#### OBJECTIVE 1
Count the lines of the records below that contain the string "tree".

--- start of SELECTION ---

L2 penalty (regularization term) parameter.


batch_size - int, default = ’auto’

Size of minibatches for stochastic optimizers. If the solver is ‘lbfgs’, the classifier will not use minibatch. When set to “auto”, batch_size=min(200, n_samples)


learning_rate - {‘constant’, ‘invscaling’, ‘adaptive’}, default = ’constant’

Learning rate schedule for weight updates.

  • ‘constant’ is a constant learning rate given by ‘learning_rate_init’.

  • ‘invscaling’ gradually decreases the learning rate at each time step ‘t’ using an inverse scaling exponent of ‘power_t’. effective_learning_rate = learning_rate_init / pow(t, power_t)

  • ‘adaptive’ keeps the learning rate constant to ‘learning_rate_init’ as long as training loss keeps decreasing. Each time two consecutive epochs fail to decrease training loss by at least tol, or fail to increase validation score by at least tol if ‘early_stopping’ is on, the current learning rate is divided by 5.

Only used when solver='sgd'.


learning_rate_init - double, default = 0.001

The initial learning rate used. It controls the step-size in updating the weights. Only used when solver=’sgd’ or ‘adam’.


power_t - double, default = 0.5

The exponent for inverse scaling learning rate. It is used in updating effective learning rate when the learning_rate is set to ‘invscaling’. Only used when solver=’sgd’.


max_iter - int, default = 200

Maximum number of iterations. The solver iterates until convergence (determined by ‘tol’) or this number of iterations. For stochastic solvers (‘sgd’, ‘adam’), note that this determines the number of epochs (how many times each data point will be used), not the number of gradient steps.


shuffle - bool, default = True

Whether to shuffle samples in each iteration. Only used when solver=’sgd’ or ‘adam’.


random_state - int, RandomState instance or None, default = None

If int, random_state is the seed used by the random number generator; If RandomState instance, random_state is the random number generator; If None, the random number generator is the RandomState instance used.

--- end of SELECTION ---
--- start of INPUT ROWS ---

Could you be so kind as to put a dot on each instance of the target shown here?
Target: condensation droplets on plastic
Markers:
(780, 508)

--- end of INPUT ROWS ---
--- start of INPUT ROWS ---

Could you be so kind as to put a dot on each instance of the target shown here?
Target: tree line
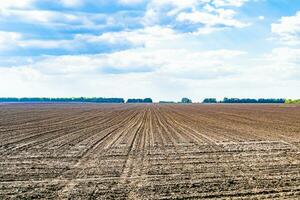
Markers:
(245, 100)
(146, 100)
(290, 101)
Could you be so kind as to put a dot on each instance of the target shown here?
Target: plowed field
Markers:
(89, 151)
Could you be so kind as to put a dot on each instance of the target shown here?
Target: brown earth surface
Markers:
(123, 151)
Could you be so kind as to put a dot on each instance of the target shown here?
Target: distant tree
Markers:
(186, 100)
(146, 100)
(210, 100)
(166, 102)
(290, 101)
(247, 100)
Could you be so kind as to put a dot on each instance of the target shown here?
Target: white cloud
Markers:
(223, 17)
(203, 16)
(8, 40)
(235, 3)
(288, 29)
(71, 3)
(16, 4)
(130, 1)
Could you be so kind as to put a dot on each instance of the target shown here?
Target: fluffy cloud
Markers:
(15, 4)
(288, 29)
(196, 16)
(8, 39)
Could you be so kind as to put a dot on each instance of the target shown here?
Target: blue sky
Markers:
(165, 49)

--- end of INPUT ROWS ---

#### OBJECTIVE 2
Name every parameter that the parameter documentation above introduces with its own heading line giving a type and default.

#### TASK OUTPUT 1
2

#### TASK OUTPUT 2
batch_size, learning_rate, learning_rate_init, power_t, max_iter, shuffle, random_state